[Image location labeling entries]

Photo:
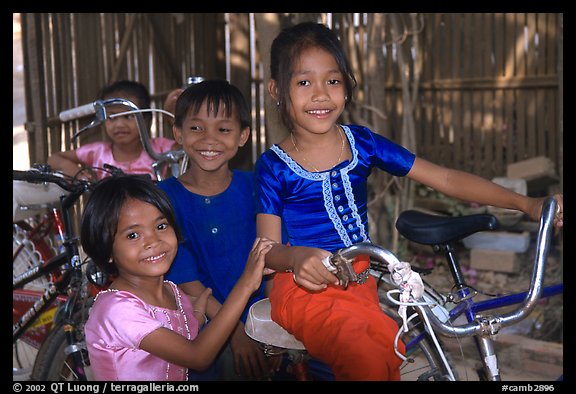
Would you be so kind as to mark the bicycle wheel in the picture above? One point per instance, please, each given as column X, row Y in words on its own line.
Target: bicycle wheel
column 428, row 361
column 52, row 362
column 25, row 257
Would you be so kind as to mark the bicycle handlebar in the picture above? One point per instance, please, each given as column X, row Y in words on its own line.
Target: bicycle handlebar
column 481, row 325
column 98, row 108
column 41, row 176
column 78, row 112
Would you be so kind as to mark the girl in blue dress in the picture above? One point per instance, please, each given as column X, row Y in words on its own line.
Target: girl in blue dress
column 314, row 185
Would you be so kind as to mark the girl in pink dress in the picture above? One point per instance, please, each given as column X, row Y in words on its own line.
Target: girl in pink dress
column 143, row 327
column 123, row 149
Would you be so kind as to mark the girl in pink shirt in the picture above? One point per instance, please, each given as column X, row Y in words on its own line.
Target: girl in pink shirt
column 144, row 327
column 124, row 148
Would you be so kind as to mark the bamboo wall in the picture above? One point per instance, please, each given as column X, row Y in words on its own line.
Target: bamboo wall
column 471, row 91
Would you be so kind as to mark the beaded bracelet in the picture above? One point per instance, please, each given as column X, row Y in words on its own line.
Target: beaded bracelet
column 203, row 314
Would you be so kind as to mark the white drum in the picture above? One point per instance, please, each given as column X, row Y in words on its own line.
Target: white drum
column 29, row 199
column 260, row 327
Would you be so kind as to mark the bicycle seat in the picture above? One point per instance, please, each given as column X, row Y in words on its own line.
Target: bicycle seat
column 260, row 327
column 428, row 229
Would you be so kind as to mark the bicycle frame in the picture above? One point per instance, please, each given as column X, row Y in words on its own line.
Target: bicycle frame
column 69, row 283
column 481, row 328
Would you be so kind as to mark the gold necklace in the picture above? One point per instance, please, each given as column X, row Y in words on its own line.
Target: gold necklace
column 310, row 164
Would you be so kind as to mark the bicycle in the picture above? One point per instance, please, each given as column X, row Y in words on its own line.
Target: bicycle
column 41, row 345
column 37, row 233
column 176, row 160
column 432, row 312
column 61, row 299
column 435, row 313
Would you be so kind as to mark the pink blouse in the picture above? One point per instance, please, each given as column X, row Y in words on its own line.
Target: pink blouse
column 98, row 153
column 117, row 324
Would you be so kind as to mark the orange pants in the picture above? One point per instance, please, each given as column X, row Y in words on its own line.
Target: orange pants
column 345, row 328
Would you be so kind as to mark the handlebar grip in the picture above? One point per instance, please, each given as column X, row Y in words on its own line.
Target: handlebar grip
column 78, row 112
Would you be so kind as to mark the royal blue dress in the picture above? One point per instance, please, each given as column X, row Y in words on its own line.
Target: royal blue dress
column 327, row 209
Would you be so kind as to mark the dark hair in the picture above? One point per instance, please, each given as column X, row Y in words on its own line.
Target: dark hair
column 100, row 217
column 287, row 47
column 126, row 88
column 214, row 92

INSTRUCTION: Can you copy every line above word for word, omitting the pictures?

REPLY:
Photo:
Would you be so kind as to mark the bicycle wheel in the picture above? One point per instance, please, each given as column X, row Y in words on its own line.
Target: bicycle wheel
column 428, row 361
column 52, row 362
column 25, row 257
Would you be so kind as to mark the bicycle handlebar in the picture above? One point per instance, please, each given as column X, row Y in words on its own line.
Target: bicycle handlebar
column 481, row 325
column 98, row 108
column 41, row 176
column 78, row 112
Would you be so kind as to mark the girl in blue dress in the picture above? One point per instance, please, each given as column X, row Y in words on its own line.
Target: girl in blue dress
column 314, row 185
Would you be so kind as to mark the girl in pink dress in the picture above? One point per instance, please, each given as column X, row Y in words on its own line.
Target: girl in pink dress
column 143, row 327
column 123, row 149
Would you be so kind as to mark the girl in pink shirt in the picture above? One point per instance, please, each given as column X, row Y in words on its own line.
Target: girl in pink shirt
column 144, row 327
column 124, row 148
Would you be so kind as to mark the bamboo wall in the picture above? One point per instance, please, each given as column X, row Y in words on its own line.
Target: bamboo wall
column 471, row 91
Would you be so kind as to mark the beaded bracelet in the picture above? One point per instance, please, each given as column X, row Y in words on its own line.
Target: beaded bracelet
column 203, row 314
Would you be so kind as to mark the white drum in the picture above? One point per instance, please, each given as column X, row Y in words on its own line.
Target: white drum
column 29, row 199
column 260, row 327
Would you be so kind as to mark the bicycle seat in the picture above? One point per instance, please, each given as column X, row Y in words on its own line.
Target: bicycle seat
column 260, row 327
column 428, row 229
Would you be so kind as to mark the bicycle frame in the picture above? One point per instance, please, each given as column X, row Y in words on its own line.
Target: bicycle frame
column 69, row 283
column 481, row 328
Would you be so kind as to mark the gold necklace in the picture above? One point per instance, please, each given as column X, row Y in words on its own line.
Target: gold necklace
column 310, row 164
Would you be so kind as to mark the bicycle in the picture above? One point per instance, please, each given as column X, row Y in words on its own line.
Target: bicycle
column 41, row 345
column 37, row 233
column 176, row 160
column 432, row 312
column 61, row 299
column 435, row 313
Would you be so kind as to mark the pink blouse in the picture above? One point per instance, please, each given as column X, row Y in words on its own line.
Target: pink blouse
column 98, row 153
column 117, row 324
Would you be so kind as to mark the orange pants in the picture above? One point per instance, please, each given as column X, row Y in words on its own line.
Target: orange pants
column 345, row 328
Would you be so kind as to mark the handlebar grip in the picture above? One point per instance, please, each given as column X, row Y in words on its own line.
Target: handlebar grip
column 78, row 112
Would you be so kind as to mark the royal blue dress in the picture above? One point per instance, please, each given as column X, row Y in words on its own line.
Target: royal blue dress
column 327, row 209
Would you be so kind as to mark the dark hair in the picture above? One point per instance, please, each given as column X, row Y in words on its own line.
Target: dark hair
column 100, row 217
column 287, row 47
column 126, row 88
column 214, row 92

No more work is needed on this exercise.